■ **QUESTIONS TO ANSWER**
a: Translate this sentence from the Bharati Pawar profile into French: "Bharati Pravin Pawar is an Indian politician."
b: Edit the Bharati Pawar profile by giving everything from "- Alma mater: Pune" down to "to Pravin Pawar." again, with "Best Woman Parliamentarian" replaced by "Outstanding Parliamentarian".
c: Pick up the Bharati Pawar profile where it stops and continue it.

■ **DOCUMENT SEGMENT**
══════════════════════════════

Union Minister of State for Health and Family Welfare
- In office 7 July 2021 – 10 June 2024 Serving with S. P. Singh Baghel
- Minister: Mansukh L. Mandaviya
- Preceded by: Ashwini Kumar Choubey
- Succeeded by: Anupriya Patel

Union Minister of State for Tribal Affairs
- In office 7 December 2023 – 10 June 2024 Serving with Bishweswar Tudu
- Minister: Arjun Munda
- Preceded by: Renuka Singh
- Succeeded by: Durga Das Uikey

Member of Parliament, Lok Sabha
- In office 23 May 2019 – 4 June 2024
- Preceded by: Harishchandra Chavan
- Succeeded by: Bhaskar Bhagare
- Constituency: Dindori, Maharashtra

Personal details
- Born: 13 September 1978 (age 47) Narul, Maharashtra, India
- Party: Bharatiya Janata Party
- Other political affiliations: Nationalist Congress Party
- Spouse: Pravin Arjun Pawar ​(m. 2002)​
- Relations: A.T.Pawar (father in-law); Nitin Arjun Pawar (brother in-law);
- Education: M.B.B.S.
- Alma mater: Pune University
- Occupation: Politician

= Bharati Pawar =

Union State Minister for Health and Family Welfare, Member of Parliament (Lok Sabha)

Bharati Pravin Pawar is an Indian politician. She served as the Minister of State for Health and Family Welfare of India from 7 July 2021 to 11 June 2024 and Minister of State for Tribal Affairs from 7 December 2023 to 11 June 2024. She was elected to the 17th Lok Sabha, lower house of the Parliament of India from Dindori Loksabha Constituency, Maharashtra in the 2019 Indian general election as member of the Bharatiya Janata Party.

She has been awarded Best Woman Parliamentarian in December 2019 - by Lokmat Media Group.

==Early life==
Bharti Pawar was born on 13 September 1978 in Narul-Kalwan, Adivasi region of Nashik, Maharashtra. She is married to Pravin Pawar.

She is the daughter in law of former minister Arjun Tulshiram Pawar.

══════════════════════════════

[Extracted records]
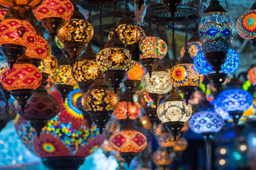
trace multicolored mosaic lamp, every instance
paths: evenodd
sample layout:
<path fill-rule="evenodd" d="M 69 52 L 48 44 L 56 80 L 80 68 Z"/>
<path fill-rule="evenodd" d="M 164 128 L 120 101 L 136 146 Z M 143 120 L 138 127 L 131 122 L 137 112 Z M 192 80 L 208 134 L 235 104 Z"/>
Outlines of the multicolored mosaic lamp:
<path fill-rule="evenodd" d="M 218 106 L 228 112 L 235 125 L 238 124 L 243 112 L 253 103 L 252 96 L 248 91 L 240 89 L 223 91 L 218 96 L 217 100 L 220 101 L 218 103 Z"/>
<path fill-rule="evenodd" d="M 51 40 L 53 41 L 57 30 L 72 16 L 74 6 L 69 0 L 43 0 L 42 4 L 33 12 L 49 31 Z"/>
<path fill-rule="evenodd" d="M 240 63 L 240 55 L 233 49 L 230 48 L 227 55 L 227 59 L 221 66 L 221 69 L 217 76 L 206 60 L 203 51 L 200 51 L 194 60 L 194 64 L 197 72 L 207 76 L 215 87 L 219 90 L 228 77 L 228 74 L 232 74 L 238 69 Z"/>
<path fill-rule="evenodd" d="M 16 19 L 9 13 L 0 23 L 0 51 L 11 69 L 26 48 L 34 45 L 36 32 L 28 21 Z"/>
<path fill-rule="evenodd" d="M 236 23 L 236 29 L 240 36 L 250 40 L 256 47 L 256 3 L 254 3 L 248 12 L 243 13 Z"/>
<path fill-rule="evenodd" d="M 120 152 L 122 158 L 128 164 L 137 154 L 143 151 L 148 144 L 146 137 L 135 128 L 129 118 L 125 120 L 120 127 L 120 132 L 110 137 L 110 145 L 113 149 Z"/>
<path fill-rule="evenodd" d="M 90 114 L 91 119 L 99 128 L 100 133 L 118 106 L 118 96 L 113 93 L 109 84 L 98 76 L 89 90 L 82 98 L 84 110 Z"/>
<path fill-rule="evenodd" d="M 51 91 L 51 96 L 59 103 L 60 113 L 48 121 L 40 138 L 28 120 L 19 115 L 14 120 L 17 133 L 25 146 L 41 158 L 50 169 L 77 169 L 84 163 L 84 157 L 100 147 L 106 139 L 99 135 L 96 125 L 89 129 L 81 111 L 77 112 L 79 110 L 75 101 L 81 95 L 81 91 L 76 90 L 63 103 L 60 94 Z"/>
<path fill-rule="evenodd" d="M 86 93 L 99 75 L 99 68 L 96 63 L 96 54 L 89 44 L 79 60 L 73 66 L 74 78 L 78 82 L 82 91 Z"/>
<path fill-rule="evenodd" d="M 85 20 L 75 3 L 74 6 L 72 16 L 57 32 L 59 40 L 70 54 L 69 63 L 72 66 L 94 35 L 94 28 L 91 23 Z"/>
<path fill-rule="evenodd" d="M 192 108 L 190 105 L 186 105 L 174 88 L 171 94 L 158 106 L 157 113 L 158 118 L 172 132 L 176 140 L 185 122 L 191 116 Z"/>
<path fill-rule="evenodd" d="M 211 0 L 199 25 L 201 45 L 216 75 L 224 64 L 233 38 L 231 21 L 217 0 Z"/>
<path fill-rule="evenodd" d="M 24 110 L 24 106 L 32 95 L 33 90 L 39 87 L 42 74 L 31 60 L 23 55 L 11 70 L 7 67 L 1 76 L 0 81 L 4 88 L 11 91 L 11 95 L 18 101 Z"/>
<path fill-rule="evenodd" d="M 107 79 L 111 82 L 115 93 L 124 80 L 126 73 L 130 71 L 135 62 L 126 49 L 126 45 L 115 31 L 110 40 L 96 56 L 96 63 Z"/>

══════════════════════════════

■ **EXPECTED RESPONSES**
a: Bharati Pravin Pawar est une femme politique indienne.

b:
- Alma mater: Pune University
- Occupation: Politician

= Bharati Pawar =

Union State Minister for Health and Family Welfare, Member of Parliament (Lok Sabha)

Bharati Pravin Pawar is an Indian politician. She served as the Minister of State for Health and Family Welfare of India from 7 July 2021 to 11 June 2024 and Minister of State for Tribal Affairs from 7 December 2023 to 11 June 2024. She was elected to the 17th Lok Sabha, lower house of the Parliament of India from Dindori Loksabha Constituency, Maharashtra in the 2019 Indian general election as member of the Bharatiya Janata Party.

She has been awarded Outstanding Parliamentarian in December 2019 - by Lokmat Media Group.

==Early life==
Bharti Pawar was born on 13 September 1978 in Narul-Kalwan, Adivasi region of Nashik, Maharashtra. She is married to Pravin Pawar.

c:
==Education==
Pawar earned MBBS in 2002 from N.D.M.V.P's Medical College, Nashik.

==Political career==
Bharti started her career as a Member of Zilla Parishad. She contested Lok Sabha election in 2014 as a Nationalist Congress Party candidate and was defeated by Bharatiya Janata Party candidate. She requested candidacy again in 2019 but her request was declined by Nationalist Congress Party. She joined the BJP in 2019. She won the election after joining Bharatiya Janata Party.

Her father-in-law was 8 time MLA from same region and served as minister of state for tribal welfare in the First Deshmukh ministry of Government of Maharashtra.

===Positions held===
- Member, Zilla Parishad (2012 - 2019)
- Member of Parliament, 17th Lok Sabha (2019 - incumbent)
- Member, Standing Committee on Health and Family Welfare (2019 - incumbent)
- Member, Committee on Petitions (2019 - incumbent)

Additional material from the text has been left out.